───── DOCUMENTO ─────

Gli Americani si stanno facendo prendere in giro dall’Iran – e si stanno anche prendendo in giro da soli.
E’ innegabile che l’Iran stia cercando di dotarsi della capacità di produrre armi nucleari.
Parimenti non v’è prova del fatto che i politici in Iran siano interessati a sospendere il programma nucleare in cambio della rimozione delle sanzioni o di altro. L’Agenzia Internazionale per l’Energia Atomica (IAEA) ha riportato Venerdì che non sono stati fatti progressi nelle negoziazioni con l’Iran, il quale continua ad accelerare le operazioni di arricchimento dell’uranio in aperta violazione delle risoluzioni del Consiglio di Sicurezza delle Nazioni Unite e degli accordi con la IAEA.

─────

### SFIDA A
Aggiorna il passo del testo compreso tra «Gli Americani si» e «con la IAEA.», estremi inclusi, sostituendo «sanzioni» con «restrizioni».
Questo elenco non ha alcun legame con il testo.

───── MATERIALE DELL'ESERCIZIO ─────

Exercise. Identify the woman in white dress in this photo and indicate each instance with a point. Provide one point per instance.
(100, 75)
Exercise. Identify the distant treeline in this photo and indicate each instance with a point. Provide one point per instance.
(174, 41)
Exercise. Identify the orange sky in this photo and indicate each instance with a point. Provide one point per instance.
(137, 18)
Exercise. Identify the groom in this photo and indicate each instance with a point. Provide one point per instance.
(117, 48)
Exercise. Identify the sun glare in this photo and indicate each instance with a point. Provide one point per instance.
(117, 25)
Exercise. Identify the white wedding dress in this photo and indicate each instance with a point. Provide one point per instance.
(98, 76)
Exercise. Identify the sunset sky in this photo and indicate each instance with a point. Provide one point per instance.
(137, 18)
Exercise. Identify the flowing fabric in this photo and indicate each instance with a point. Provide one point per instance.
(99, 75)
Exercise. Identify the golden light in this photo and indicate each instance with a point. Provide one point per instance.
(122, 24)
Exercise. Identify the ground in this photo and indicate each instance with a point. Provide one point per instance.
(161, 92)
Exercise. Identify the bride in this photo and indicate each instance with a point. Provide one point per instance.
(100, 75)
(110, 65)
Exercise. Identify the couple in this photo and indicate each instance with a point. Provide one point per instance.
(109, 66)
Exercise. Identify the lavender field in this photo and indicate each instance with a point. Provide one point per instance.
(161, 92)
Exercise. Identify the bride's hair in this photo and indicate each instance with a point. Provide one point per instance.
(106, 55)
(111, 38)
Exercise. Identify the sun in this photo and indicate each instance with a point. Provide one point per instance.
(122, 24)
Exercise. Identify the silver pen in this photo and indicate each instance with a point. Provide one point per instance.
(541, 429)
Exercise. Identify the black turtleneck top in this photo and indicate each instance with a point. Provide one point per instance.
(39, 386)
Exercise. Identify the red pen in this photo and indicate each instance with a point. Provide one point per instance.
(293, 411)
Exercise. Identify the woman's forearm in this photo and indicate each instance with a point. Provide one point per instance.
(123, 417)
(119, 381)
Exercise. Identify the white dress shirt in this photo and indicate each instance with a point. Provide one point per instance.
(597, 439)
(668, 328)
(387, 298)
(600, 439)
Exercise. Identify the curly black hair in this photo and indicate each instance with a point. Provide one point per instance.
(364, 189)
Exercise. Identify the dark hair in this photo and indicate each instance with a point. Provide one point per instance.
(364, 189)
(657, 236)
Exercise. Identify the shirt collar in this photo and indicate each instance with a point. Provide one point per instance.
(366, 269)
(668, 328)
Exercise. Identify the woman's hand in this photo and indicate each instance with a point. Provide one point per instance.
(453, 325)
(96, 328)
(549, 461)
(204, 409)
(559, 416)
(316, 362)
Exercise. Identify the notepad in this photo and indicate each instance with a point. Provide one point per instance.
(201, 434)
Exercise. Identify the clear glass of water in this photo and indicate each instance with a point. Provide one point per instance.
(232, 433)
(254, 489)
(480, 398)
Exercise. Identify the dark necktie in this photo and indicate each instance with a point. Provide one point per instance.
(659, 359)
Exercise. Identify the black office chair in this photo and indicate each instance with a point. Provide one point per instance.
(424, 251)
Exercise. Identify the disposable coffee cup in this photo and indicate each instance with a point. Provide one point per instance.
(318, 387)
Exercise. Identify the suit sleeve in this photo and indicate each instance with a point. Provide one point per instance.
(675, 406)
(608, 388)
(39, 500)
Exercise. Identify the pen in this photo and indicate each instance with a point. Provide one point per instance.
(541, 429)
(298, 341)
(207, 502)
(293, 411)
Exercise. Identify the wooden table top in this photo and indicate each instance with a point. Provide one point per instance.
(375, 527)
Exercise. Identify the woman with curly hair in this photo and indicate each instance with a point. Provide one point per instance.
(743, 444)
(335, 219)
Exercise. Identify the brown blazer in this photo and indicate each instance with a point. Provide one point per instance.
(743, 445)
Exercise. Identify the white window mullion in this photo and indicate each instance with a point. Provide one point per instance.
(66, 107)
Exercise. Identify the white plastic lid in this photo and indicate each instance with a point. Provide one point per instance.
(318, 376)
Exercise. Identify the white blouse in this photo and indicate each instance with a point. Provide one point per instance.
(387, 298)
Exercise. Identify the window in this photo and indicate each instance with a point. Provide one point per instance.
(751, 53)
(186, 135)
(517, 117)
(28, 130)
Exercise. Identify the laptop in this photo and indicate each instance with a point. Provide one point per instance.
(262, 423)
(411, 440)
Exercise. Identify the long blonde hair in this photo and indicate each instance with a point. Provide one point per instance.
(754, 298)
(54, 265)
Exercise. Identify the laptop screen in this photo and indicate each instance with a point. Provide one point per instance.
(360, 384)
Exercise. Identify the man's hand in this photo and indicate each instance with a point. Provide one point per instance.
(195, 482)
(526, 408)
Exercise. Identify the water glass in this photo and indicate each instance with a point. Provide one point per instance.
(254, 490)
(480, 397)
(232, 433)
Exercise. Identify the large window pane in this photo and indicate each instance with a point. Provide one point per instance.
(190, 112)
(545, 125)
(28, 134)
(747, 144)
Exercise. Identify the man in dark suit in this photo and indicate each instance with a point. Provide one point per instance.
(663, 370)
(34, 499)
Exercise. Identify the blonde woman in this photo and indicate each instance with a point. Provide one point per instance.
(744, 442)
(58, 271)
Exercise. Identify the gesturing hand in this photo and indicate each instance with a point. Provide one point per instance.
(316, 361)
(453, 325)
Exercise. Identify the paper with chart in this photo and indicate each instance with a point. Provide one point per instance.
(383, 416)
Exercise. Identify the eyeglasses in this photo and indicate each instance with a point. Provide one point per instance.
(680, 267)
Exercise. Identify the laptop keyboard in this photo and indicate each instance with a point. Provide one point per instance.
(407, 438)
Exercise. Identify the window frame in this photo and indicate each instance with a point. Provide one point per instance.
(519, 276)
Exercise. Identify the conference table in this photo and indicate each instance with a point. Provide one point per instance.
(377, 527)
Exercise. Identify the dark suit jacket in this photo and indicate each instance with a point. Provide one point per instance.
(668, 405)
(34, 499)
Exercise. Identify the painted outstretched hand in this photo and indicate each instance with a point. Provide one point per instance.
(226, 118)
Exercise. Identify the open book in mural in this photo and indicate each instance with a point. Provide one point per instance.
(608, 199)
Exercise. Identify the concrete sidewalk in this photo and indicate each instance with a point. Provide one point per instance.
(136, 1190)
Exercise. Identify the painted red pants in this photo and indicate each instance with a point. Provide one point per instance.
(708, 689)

─────

### SFIDA B
Individua nell'elenco ogni riga che contiene la parola «white» e copiala, rispettando maiuscole e minuscole.

### RISULTATO CORRETTO A
Gli Americani si stanno facendo prendere in giro dall’Iran – e si stanno anche prendendo in giro da soli.
E’ innegabile che l’Iran stia cercando di dotarsi della capacità di produrre armi nucleari.
Parimenti non v’è prova del fatto che i politici in Iran siano interessati a sospendere il programma nucleare in cambio della rimozione delle restrizioni o di altro. L’Agenzia Internazionale per l’Energia Atomica (IAEA) ha riportato Venerdì che non sono stati fatti progressi nelle negoziazioni con l’Iran, il quale continua ad accelerare le operazioni di arricchimento dell’uranio in aperta violazione delle risoluzioni del Consiglio di Sicurezza delle Nazioni Unite e degli accordi con la IAEA.

### RISULTATO CORRETTO B
Exercise. Identify the woman in white dress in this photo and indicate each instance with a point. Provide one point per instance.
Exercise. Identify the white wedding dress in this photo and indicate each instance with a point. Provide one point per instance.
Exercise. Identify the white dress shirt in this photo and indicate each instance with a point. Provide one point per instance.
Exercise. Identify the white window mullion in this photo and indicate each instance with a point. Provide one point per instance.
Exercise. Identify the white plastic lid in this photo and indicate each instance with a point. Provide one point per instance.
Exercise. Identify the white blouse in this photo and indicate each instance with a point. Provide one point per instance.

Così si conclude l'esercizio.